Task description: Every record here needs to be written out again exactly.

Dataset records:
──────────────────────────────

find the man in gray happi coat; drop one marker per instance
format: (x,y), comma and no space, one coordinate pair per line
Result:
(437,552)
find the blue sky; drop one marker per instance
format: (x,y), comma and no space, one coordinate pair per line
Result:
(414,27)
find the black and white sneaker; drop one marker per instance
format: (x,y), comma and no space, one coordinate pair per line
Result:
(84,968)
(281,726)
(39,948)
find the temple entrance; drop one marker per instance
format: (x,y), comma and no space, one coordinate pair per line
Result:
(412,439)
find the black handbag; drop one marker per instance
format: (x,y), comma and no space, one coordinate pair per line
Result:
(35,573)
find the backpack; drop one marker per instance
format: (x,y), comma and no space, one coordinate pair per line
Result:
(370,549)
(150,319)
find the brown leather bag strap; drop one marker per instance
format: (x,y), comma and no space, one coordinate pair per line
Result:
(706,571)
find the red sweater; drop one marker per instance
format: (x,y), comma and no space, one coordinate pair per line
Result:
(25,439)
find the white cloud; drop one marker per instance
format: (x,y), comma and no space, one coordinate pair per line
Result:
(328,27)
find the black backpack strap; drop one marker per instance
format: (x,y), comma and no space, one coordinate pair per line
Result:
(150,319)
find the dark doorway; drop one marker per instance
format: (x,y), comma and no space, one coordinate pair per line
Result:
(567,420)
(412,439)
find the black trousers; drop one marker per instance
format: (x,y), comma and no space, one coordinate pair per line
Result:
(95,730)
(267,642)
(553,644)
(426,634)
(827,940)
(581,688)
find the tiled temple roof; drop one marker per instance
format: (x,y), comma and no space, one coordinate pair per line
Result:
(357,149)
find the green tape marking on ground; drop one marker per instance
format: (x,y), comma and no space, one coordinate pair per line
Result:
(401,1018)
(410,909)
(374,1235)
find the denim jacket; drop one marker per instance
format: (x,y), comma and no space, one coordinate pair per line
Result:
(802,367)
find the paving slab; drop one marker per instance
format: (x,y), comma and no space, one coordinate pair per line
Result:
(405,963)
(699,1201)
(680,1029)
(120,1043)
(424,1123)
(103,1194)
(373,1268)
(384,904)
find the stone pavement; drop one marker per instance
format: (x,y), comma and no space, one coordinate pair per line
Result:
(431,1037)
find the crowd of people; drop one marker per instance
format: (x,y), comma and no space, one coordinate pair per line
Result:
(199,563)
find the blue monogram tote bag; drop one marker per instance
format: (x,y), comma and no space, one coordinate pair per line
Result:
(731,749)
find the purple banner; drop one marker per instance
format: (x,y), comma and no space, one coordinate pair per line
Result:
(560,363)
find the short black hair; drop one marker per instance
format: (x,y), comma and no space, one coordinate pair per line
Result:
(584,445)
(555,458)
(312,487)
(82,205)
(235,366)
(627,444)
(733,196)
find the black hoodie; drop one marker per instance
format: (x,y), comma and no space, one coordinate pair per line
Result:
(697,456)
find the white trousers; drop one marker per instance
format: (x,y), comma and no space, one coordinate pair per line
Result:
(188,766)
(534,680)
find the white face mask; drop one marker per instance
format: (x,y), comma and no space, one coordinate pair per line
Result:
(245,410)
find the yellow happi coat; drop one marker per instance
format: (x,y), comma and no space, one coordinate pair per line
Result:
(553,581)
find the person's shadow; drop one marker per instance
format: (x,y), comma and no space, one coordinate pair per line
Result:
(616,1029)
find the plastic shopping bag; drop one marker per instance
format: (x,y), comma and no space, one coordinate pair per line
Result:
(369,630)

──────────────────────────────

Your solution:
find the man in gray happi coat; drop one marker per instance
format: (x,y), comma and no space, one coordinate pair per line
Result:
(437,552)
find the blue sky; drop one marker per instance
format: (x,y), comma and no space, one coordinate pair per line
Result:
(414,27)
find the black and white sneaker; drop one marker per instance
format: (x,y), comma and no space, one coordinate pair per line
Result:
(84,968)
(281,726)
(39,948)
find the temple entrance; drop one marker per instance
format: (x,y), comma and no space, one coordinate pair per line
Result:
(412,439)
find the black handbag; drop one marker per instance
format: (x,y), comma and no space, one coordinate pair per line
Result:
(35,573)
find the backpack; drop one marker per instance
format: (x,y), comma and no space, one coordinate pair per line
Result:
(370,549)
(150,319)
find the brown leather bag strap; drop one marker per instance
format: (x,y), comma and no space, one coordinate pair per line
Result:
(706,571)
find the red sweater; drop one marker per instance
format: (x,y), comma and no space, one coordinate pair per line
Result:
(25,439)
find the white cloud; drop one marker per instance
format: (x,y), comma and no space, one coordinate pair per line
Result:
(328,27)
find the black backpack strap; drop one marker per instance
format: (x,y), comma and no space, one coordinate pair per line
Result:
(150,319)
find the dark doorway; drop one marker per instance
format: (x,y), comma and no space, one coordinate pair per line
Result:
(567,420)
(412,439)
find the black trousers; drop one marker per instance
format: (x,y), comma and no space, one coordinate pair per line
Result:
(95,730)
(267,642)
(553,644)
(426,634)
(827,940)
(581,688)
find the tiled temple roof; drop one marker per instance
format: (x,y), comma and no space, one coordinate pair per line
Result:
(357,149)
find the green tape marking on ground; drop one marker per instance
format: (x,y), comma and no space, one coordinate pair per line
Result:
(401,1018)
(410,909)
(374,1235)
find the denim jacket; drop one marker per instance
format: (x,y), comma and no space, one coordinate pair per line
Result:
(802,367)
find the paving slab; drop one marker per instance
format: (x,y), comma and no space, one coordinate pair per line
Result:
(405,963)
(699,1201)
(680,1029)
(120,1043)
(424,1123)
(103,1194)
(373,1268)
(384,904)
find the stone pavement; drop one marker per instance
format: (x,y), comma and no space, one coordinate pair per line
Result:
(431,1037)
find the crowd of people; drop one marker per instance
format: (x,y), comma and no space, one coordinate pair per line
Result:
(199,563)
find the blue monogram tote bag; drop one marker per instance
format: (x,y), comma and no space, one coordinate pair per line
Result:
(731,749)
find the purple banner; drop one marker per instance
format: (x,y), comma and no space, one coordinate pair per line
Result:
(560,363)
find the short black hair; drop one marker per instance
format: (x,y), comma and no space, one coordinate pair per line
Result:
(584,445)
(555,458)
(312,487)
(82,205)
(235,366)
(627,444)
(733,196)
find the black hoodie; drop one marker per instance
format: (x,y), comma and no space, one coordinate pair per line
Result:
(697,456)
find the white trousers; drop one marker per instance
format: (x,y), comma and no space, one coordinate pair per line
Result:
(188,766)
(534,680)
find the white face mask; drop one marker per instance
format: (x,y), comma and no space, one coordinate pair per line
Result:
(245,410)
find the yellow happi coat; drop one marker per instance
format: (x,y), comma and no space, one coordinate pair per line
Result:
(553,581)
find the person's shadow; drop one marker per instance
format: (x,y), comma and no space, one coordinate pair per line
Result:
(616,1029)
find the plastic shopping bag; drop one marker per instance
format: (x,y), comma and no space, one coordinate pair per line
Result:
(369,630)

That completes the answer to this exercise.